Énoncé:
Réécrivez le passage du document sur les femmes et le crowdfunding qui commence par « Les femmes sont » et se poursuit jusqu'à « de la société. », en remplaçant « publiquement » par « ouvertement ».

Document:
De plus, une campagne de crowdfunding demande beaucoup d’organisation et les femmes peuvent être très organisées car elles sont souvent habituées à gérer « deux vies ».

Qu’en est-il des femmes qui soutiennent le projet ? Se comportent-elles différemment des hommes en termes de montant ou de durée des dons ? 

Si les porteurs de projets sont généralement jeunes (46% ont moins de 30 ans), les contributeurs sont plus âgés (39% ont plus de 50 ans). Ceux qui reviennent sont souvent fidèles à l’univers de la plateforme, ils aiment et recherchent certaines catégories de projets, ils ont le sentiment de faire partie d’une communauté. Ce point est très important pour les femmes.
Les femmes sont souvent à l’aise avec le crowdfunding car elles n’ont pas peur de demander de l’aide publiquement. Les hommes sont parfois moins à l’aise, ce n’est pas forcément dans leur éducation, dans les règles habituelles de la société.

En 2018 les femmes ont été plus nombreuses que les hommes à contribuer. Par exemple sur la plateforme Ulule, 56% des contributeurs étaient des femmes. Puis la tendance a changé : entre 2020 et 2022, nous étions plutôt sur 49% d’hommes et 51% de femmes.

La crise de 2020 a changé la donne. Globalement, de nombreuses plateformes françaises ont été rachetées par d’autres, il y a eu de nombreuses concentrations de plateformes.
En 2020 la crise sanitaire a contraint les contributeurs à activer les mécanismes de coopération et d’entraide en soutenant massivement les actions de solidarité et les activités mises en péril.
En France, le secteur du don a presque été multiplié par trois entre 2019 et 2020. En comparaison, le secteur des prêts et investissements, moins solidaire, n’a été multiplié que par 1,4.
Au total sur l’année 2020 (selon le cabinet Mazars) le secteur du financement participatif en France a dépassé le milliard d’euros de financement.

Données fournies:
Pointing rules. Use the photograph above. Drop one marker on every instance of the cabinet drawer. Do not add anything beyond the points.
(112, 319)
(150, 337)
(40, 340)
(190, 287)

Résultat:
Les femmes sont souvent à l’aise avec le crowdfunding car elles n’ont pas peur de demander de l’aide ouvertement. Les hommes sont parfois moins à l’aise, ce n’est pas forcément dans leur éducation, dans les règles habituelles de la société.